LISTA DE TAREFAS:
[1] Reproduza sem alterações o texto sobre a Rússia e a OTAN, do ponto que começa em "Do ponto de" até o que termina em "ou em desuso.".
[2] Responda com base no texto sobre a Rússia e a OTAN:
(a) Com qual crise Putin compara a hipótese de mísseis russos na fronteira do Canadá?
(b) Em quantas partes a Rússia se dividiu, segundo o texto?
(c) O que aconteceu com a força aérea ucraniana nos três primeiros dias da guerra?
[3] Prossiga com o texto sobre a Rússia e a OTAN a partir da última frase apresentada.

A OTAN continua a expandir e a estabelecer bases militares orientadas para a fronteira russa. Em uma conferência, Putin disse: “O que os americanos pensariam se colocássemos nossos mísseis na fronteira do Canadá? Tal ação causaria uma catástrofe global, como a Crise dos Mísseis de Cuba. Em vez disso, é tolerado se planejado pelo Norte e seus subordinados democráticos”.
Após a queda do Muro de Berlim, quando a Guerra Fria terminou e a luta contra o comunismo não era mais um espectro que ameaçava destruir a humanidade, a Rússia aceitou as condições do mundo liberal para se tornar uma república: concordou em se tornar liberal cumprindo todos os pré-requisitos necessários para se tornar um país democrático, capitalista e “civilizado” aos olhos do Ocidente; dividiu-se em doze partes para criar um amortecedor de segurança entre a Europa e a Ásia; renunciou aos seus valores tradicionais e à sua história para pertencer ao mundo feliz e globalizado.
Mas nada disso seria suficiente e o Ocidente continuará a ver a Rússia como um inimigo. O Ocidente não deu garantia de soberania à Rússia e continuou a se expandir, gerando considerável pressão geopolítica. A última tentativa foi aceitar a Ucrânia como parte desse plano, aproximando-se ainda mais das fronteiras, para garantir que o movimento de desrussificação e militarização na Ucrânia encabece o golpe final contra a potência eurasiática.
Do ponto de vista militar, a Rússia sabe, como bem menciona Maquiavel, que as armas mercenárias são boas apenas em tempos de paz e que os exércitos auxiliares são “sempre prejudiciais: pois se alguém perde, é rejeitado, e se ganha, é um prisioneiro”. E que quando o líder é bom em armas, ele simplesmente não quer ajudar, mas crescer nas costas do outro. Por isso mesmo, o chamado apoio que os Estados Unidos e os países europeus da OTAN estão dando à Ucrânia é inútil. Isso simplesmente não é uma desvantagem para o invasor, que sabe que para o equipamento militar ser eficaz é necessário escalar o conflito e muitas vezes é simplesmente uma maneira barata de enviar indiretamente para desmonte unidades antigas ou em desuso.
Por outro lado, as próprias armas e capacidades militares da Ucrânia revelaram-se até agora insuficientes; sua força aérea foi aniquilada nos três primeiros dias da guerra e sua defesa antiaérea, embora reforçada, foi constantemente alvejada.
Talvez, de todas as recomendações maquiavélicas, com sua fama de “cronômetro” e diplomata, Putin não seja o melhor representante. Mas a Rússia de hoje mostrou que pode resistir à maior campanha de difamação da história; enfrenta sanções econômicas extravagantes e censura pública ou privada.

Entradas de anotação com caixas delimitadoras:
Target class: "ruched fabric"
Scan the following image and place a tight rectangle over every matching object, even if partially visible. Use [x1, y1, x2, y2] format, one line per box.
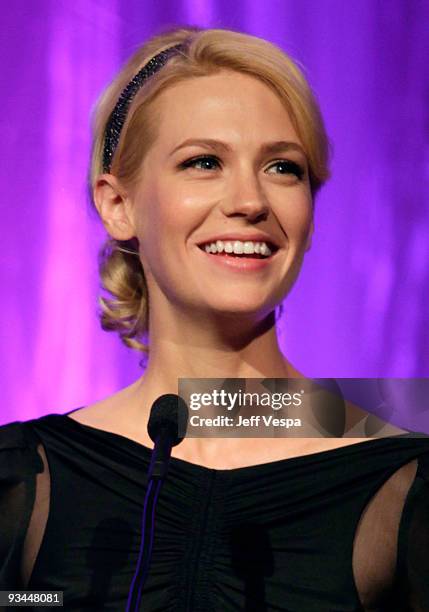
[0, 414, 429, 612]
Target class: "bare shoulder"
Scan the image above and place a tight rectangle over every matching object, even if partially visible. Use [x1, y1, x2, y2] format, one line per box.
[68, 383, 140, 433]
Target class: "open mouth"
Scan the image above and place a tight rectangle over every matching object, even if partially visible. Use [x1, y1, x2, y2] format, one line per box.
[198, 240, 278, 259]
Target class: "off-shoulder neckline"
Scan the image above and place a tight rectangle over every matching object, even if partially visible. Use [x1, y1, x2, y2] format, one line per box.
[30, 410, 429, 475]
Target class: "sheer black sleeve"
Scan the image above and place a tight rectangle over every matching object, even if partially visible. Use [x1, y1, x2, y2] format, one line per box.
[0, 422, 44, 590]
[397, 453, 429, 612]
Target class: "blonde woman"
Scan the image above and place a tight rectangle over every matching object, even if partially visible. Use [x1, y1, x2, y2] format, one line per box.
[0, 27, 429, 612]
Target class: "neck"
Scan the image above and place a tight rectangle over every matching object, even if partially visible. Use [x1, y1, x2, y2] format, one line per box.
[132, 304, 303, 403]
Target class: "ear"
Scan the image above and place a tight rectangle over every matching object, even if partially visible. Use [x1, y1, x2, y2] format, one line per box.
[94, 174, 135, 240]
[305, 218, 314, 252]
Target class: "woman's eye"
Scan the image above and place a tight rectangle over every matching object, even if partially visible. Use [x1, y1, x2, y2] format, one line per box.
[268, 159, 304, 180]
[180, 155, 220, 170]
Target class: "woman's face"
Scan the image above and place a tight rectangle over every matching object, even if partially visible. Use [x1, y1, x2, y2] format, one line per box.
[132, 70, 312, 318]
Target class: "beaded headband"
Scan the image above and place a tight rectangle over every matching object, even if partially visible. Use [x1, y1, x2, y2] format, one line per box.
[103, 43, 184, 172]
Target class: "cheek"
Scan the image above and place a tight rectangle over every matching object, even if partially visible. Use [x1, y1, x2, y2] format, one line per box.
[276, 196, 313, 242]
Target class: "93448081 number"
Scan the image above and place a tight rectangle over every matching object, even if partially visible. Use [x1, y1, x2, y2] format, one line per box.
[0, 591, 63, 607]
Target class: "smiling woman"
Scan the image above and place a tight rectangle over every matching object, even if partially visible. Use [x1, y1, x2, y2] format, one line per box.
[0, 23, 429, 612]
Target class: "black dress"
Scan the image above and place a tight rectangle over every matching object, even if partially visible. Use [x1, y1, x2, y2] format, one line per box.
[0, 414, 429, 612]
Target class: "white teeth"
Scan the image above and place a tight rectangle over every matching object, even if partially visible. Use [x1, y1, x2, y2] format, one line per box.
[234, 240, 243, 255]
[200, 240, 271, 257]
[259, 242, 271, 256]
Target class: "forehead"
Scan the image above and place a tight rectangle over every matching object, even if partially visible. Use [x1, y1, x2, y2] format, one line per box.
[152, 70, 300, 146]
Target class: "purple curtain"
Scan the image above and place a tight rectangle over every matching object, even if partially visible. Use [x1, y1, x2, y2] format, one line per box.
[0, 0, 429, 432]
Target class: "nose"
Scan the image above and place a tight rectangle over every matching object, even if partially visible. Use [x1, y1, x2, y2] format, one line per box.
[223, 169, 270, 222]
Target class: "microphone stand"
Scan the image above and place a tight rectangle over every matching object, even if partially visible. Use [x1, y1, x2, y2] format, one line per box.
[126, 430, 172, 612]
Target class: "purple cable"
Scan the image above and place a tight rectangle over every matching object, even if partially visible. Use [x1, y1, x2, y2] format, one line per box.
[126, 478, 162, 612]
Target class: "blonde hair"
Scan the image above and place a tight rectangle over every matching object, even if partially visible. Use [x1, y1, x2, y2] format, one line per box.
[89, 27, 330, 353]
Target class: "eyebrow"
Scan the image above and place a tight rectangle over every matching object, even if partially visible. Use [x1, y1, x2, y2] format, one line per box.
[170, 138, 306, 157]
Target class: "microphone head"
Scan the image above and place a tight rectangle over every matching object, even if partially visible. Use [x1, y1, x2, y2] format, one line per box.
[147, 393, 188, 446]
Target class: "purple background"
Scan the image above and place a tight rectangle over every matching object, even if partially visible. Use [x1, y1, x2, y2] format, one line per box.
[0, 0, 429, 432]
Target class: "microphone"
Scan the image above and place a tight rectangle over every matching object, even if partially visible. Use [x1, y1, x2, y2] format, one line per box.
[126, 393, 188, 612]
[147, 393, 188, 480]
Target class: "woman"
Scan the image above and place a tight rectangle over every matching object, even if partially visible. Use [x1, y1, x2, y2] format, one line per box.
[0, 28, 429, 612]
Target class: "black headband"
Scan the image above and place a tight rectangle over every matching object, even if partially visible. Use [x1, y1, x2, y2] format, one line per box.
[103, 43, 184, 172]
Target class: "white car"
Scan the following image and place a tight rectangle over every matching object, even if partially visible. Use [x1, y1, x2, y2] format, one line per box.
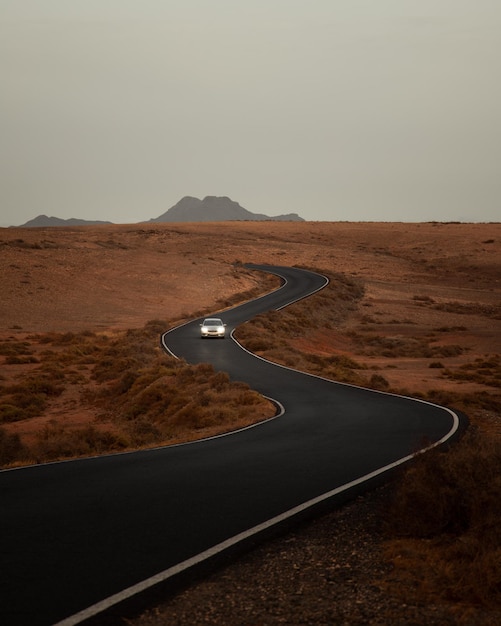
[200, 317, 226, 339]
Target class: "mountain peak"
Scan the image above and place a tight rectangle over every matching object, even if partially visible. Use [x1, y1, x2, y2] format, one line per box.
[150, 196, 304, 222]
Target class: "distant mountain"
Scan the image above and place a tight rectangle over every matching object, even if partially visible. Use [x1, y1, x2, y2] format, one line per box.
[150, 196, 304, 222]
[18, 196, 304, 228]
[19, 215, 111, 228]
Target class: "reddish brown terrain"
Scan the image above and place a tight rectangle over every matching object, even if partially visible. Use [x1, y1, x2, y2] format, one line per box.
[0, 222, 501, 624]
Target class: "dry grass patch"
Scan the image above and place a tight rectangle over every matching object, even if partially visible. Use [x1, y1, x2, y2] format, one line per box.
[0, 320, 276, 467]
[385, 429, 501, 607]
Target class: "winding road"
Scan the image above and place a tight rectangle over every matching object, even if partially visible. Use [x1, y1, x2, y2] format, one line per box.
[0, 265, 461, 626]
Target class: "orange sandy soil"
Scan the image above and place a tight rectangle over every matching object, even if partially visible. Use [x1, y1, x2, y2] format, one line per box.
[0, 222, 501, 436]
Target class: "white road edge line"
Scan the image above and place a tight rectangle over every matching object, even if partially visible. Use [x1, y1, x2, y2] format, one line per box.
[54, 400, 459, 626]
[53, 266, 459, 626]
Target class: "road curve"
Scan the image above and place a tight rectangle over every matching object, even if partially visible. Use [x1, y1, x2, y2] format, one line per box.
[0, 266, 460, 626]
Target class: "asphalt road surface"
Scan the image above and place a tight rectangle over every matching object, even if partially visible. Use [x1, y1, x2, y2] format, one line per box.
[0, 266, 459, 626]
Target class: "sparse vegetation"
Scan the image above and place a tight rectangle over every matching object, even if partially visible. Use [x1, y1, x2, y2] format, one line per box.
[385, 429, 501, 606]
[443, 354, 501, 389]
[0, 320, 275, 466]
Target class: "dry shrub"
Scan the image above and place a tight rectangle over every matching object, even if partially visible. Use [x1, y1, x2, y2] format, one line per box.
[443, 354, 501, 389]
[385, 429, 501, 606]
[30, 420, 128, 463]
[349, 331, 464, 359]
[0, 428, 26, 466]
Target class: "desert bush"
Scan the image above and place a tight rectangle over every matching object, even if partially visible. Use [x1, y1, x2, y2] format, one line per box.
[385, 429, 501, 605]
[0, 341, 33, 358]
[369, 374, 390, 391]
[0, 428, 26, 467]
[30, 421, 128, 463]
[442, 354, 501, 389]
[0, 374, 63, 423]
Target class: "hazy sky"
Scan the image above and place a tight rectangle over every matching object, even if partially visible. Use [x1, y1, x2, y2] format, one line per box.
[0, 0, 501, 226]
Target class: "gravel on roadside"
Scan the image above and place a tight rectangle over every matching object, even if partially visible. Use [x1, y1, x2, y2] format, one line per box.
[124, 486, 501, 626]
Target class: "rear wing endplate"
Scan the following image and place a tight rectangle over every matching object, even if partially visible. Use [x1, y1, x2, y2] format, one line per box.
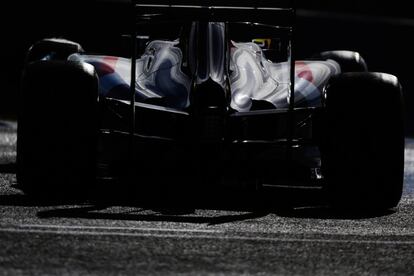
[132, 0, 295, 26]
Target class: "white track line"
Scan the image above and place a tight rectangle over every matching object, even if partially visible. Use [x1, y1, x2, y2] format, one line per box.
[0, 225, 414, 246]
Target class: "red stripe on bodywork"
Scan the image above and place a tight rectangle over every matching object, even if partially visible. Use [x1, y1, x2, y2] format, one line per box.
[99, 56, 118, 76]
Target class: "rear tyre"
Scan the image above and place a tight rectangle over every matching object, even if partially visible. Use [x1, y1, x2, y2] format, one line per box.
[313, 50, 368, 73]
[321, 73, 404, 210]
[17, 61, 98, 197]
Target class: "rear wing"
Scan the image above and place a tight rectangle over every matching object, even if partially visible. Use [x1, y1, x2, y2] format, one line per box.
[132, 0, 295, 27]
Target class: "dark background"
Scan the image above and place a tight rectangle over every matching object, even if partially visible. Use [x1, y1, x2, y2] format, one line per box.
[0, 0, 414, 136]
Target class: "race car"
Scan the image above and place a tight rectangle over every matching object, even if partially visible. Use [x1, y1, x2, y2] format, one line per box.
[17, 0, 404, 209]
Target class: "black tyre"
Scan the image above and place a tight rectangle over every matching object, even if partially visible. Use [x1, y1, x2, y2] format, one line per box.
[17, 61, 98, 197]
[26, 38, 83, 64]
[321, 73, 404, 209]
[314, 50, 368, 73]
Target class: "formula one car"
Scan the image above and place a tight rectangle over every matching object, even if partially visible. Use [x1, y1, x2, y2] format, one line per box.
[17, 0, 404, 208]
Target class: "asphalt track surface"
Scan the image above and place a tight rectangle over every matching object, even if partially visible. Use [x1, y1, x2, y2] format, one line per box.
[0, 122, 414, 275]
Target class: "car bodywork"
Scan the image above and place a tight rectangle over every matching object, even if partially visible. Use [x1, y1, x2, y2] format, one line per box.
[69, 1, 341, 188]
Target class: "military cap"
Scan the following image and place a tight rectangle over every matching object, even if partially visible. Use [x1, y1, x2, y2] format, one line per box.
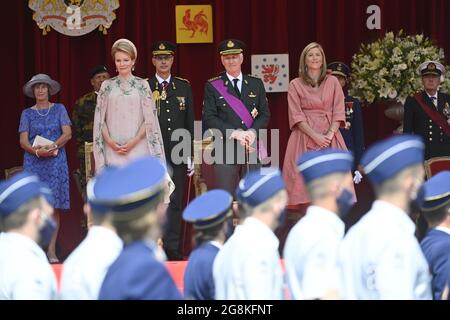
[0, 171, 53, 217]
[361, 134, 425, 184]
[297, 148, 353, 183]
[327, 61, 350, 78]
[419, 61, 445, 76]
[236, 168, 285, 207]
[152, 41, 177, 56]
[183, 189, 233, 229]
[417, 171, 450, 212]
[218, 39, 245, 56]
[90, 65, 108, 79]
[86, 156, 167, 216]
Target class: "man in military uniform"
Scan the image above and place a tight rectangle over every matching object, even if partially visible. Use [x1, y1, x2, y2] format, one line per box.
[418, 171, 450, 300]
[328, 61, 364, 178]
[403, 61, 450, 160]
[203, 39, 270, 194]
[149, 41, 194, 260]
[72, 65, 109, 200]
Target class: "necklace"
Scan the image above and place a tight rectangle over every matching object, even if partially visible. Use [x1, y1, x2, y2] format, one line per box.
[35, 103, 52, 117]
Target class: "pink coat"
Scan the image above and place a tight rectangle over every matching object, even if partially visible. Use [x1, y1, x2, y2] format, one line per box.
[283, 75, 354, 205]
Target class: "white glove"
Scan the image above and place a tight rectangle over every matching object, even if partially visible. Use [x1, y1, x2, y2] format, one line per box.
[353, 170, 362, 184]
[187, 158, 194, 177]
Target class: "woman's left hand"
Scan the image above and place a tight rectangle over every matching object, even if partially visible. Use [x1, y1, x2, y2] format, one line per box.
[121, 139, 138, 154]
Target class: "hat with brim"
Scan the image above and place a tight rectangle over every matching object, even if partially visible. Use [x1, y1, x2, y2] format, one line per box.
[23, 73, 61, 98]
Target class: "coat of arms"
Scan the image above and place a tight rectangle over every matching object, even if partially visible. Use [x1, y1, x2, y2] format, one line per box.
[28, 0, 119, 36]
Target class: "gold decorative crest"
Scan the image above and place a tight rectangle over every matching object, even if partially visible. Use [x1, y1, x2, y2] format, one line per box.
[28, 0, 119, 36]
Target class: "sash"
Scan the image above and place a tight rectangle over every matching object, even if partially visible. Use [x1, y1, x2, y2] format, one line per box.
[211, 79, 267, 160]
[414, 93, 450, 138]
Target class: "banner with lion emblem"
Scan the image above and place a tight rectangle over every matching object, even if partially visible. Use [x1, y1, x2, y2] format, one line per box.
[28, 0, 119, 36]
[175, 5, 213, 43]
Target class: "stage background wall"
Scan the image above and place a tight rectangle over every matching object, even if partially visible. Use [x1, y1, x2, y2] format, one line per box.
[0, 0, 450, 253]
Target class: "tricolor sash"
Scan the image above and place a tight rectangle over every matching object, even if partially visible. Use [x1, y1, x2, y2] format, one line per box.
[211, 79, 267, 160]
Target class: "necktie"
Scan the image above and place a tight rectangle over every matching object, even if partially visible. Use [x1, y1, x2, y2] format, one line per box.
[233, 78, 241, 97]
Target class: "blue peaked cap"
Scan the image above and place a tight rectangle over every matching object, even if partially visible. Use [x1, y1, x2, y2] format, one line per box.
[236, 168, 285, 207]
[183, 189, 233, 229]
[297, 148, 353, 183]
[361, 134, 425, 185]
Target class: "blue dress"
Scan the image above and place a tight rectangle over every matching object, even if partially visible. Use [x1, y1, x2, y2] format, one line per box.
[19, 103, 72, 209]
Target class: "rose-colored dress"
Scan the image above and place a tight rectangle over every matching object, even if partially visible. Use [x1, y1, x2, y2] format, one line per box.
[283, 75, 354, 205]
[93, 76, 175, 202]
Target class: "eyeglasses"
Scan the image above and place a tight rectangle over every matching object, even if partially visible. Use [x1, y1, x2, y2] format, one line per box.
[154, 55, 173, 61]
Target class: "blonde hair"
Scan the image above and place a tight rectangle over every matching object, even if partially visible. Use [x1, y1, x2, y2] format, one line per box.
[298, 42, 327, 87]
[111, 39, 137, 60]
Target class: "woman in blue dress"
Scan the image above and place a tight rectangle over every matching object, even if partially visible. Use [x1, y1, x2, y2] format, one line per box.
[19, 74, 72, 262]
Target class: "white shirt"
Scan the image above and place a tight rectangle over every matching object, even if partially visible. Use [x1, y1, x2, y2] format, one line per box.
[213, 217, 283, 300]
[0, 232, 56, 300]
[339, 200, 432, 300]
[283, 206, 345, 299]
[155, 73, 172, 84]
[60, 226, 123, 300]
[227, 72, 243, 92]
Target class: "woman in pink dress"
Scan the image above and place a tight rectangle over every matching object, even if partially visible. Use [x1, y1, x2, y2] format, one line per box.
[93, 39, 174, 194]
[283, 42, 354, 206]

RESPOSTAS DO EXERCÍCIO:
[1]
Do ponto de vista militar, a Rússia sabe, como bem menciona Maquiavel, que as armas mercenárias são boas apenas em tempos de paz e que os exércitos auxiliares são “sempre prejudiciais: pois se alguém perde, é rejeitado, e se ganha, é um prisioneiro”. E que quando o líder é bom em armas, ele simplesmente não quer ajudar, mas crescer nas costas do outro. Por isso mesmo, o chamado apoio que os Estados Unidos e os países europeus da OTAN estão dando à Ucrânia é inútil. Isso simplesmente não é uma desvantagem para o invasor, que sabe que para o equipamento militar ser eficaz é necessário escalar o conflito e muitas vezes é simplesmente uma maneira barata de enviar indiretamente para desmonte unidades antigas ou em desuso.

[2]
(a) Com a Crise dos Mísseis de Cuba.
(b) Em doze partes.
(c) Foi aniquilada.

[3]
Ancorou sua economia na Europa, que hoje se vê sufocando ou aceitando pagamentos de energia em rublos; a Rússia garantiu suas alianças na Ásia; e destruiu a liberdade com que o Ocidente operava no continente europeu. “Onde há boas armas, deve haver boas leis”, escreveu Maquiavel, e aqui as leis do Ocidente não tiveram efeito sobre a fortaleza imperial russa. A invasão militar é, na realidade, a preservação e a construção da Rússia como um povo soberano baseado na prudência e na previsão. O tempo dirá se ela será capaz de manter um movimento tático no cenário mundial ou se a sorte acabará trabalhando contra ela.
Sobre as qualidades de príncipe modelo de Putin
O Ocidente seguiu um programa de sanções e desgaste econômico que poderia derrubar qualquer governo democrático atual. Mas a Rússia sustentou por quatro meses uma série de contramedidas defensivas inesperadas que não apenas a mantiveram de pé, mas a fortaleceram. Deste ponto de vista, Putin seguiu cautelosamente a máxima de nunca ficar parado em tempos de paz.
Aos olhos de qualquer observador informado, do ponto de vista socioeconômico, parece que a Rússia, se não consolidou inteiramente o terreno no confronto atual, o fez pelo menos indiretamente ou por acréscimo. Nesse sentido, podemos dizer que a Rússia seguiu o modelo maquiavélico, sempre tendo em mente sua influência militar, e também foi resoluta ao afirmar sua superioridade moral e guerreira.
Em um sentido personalista e aos olhos da imprensa internacional, o presidente russo conseguiu esculpir a figura principesca ideal para si: sempre se mostrando em situações não convencionais e arriscadas, como judô, caça, condução de caminhões, ele mostra um homem de ação que, em seu passado, foi agente da KGB. Ele atinge assim um duplo objetivo: ser amado e ser respeitado ou temido. E mesmo que o Ocidente não aprecie mais esse homem, ele sempre será temido por suas virtudes, reais ou não, e por seu grande poder.
E pelo real podemos dizer que uma virtude maquiavélica é ser um grande dissimulador, porque ninguém sabe ao certo quais são suas verdadeiras intenções e como e por que esse percurso vai acabar. Putin sempre foi cercado por intrigas, por czarismo, por posições contraditórias, muitas vezes tendendo a favorecer os ditames da potência mundial liberal a que agora supostamente se opõe.
No final das contas, o importante é ser amado em seu próprio Estado, e é, de acordo com as pesquisas. A Rússia mostra grande força e tranquilidade em casa graças à mentalidade de seu povo e à segurança de seus líderes. O governo, por outro lado, administra as tensões pela força ou pela política, e é capaz de administrar as tensões.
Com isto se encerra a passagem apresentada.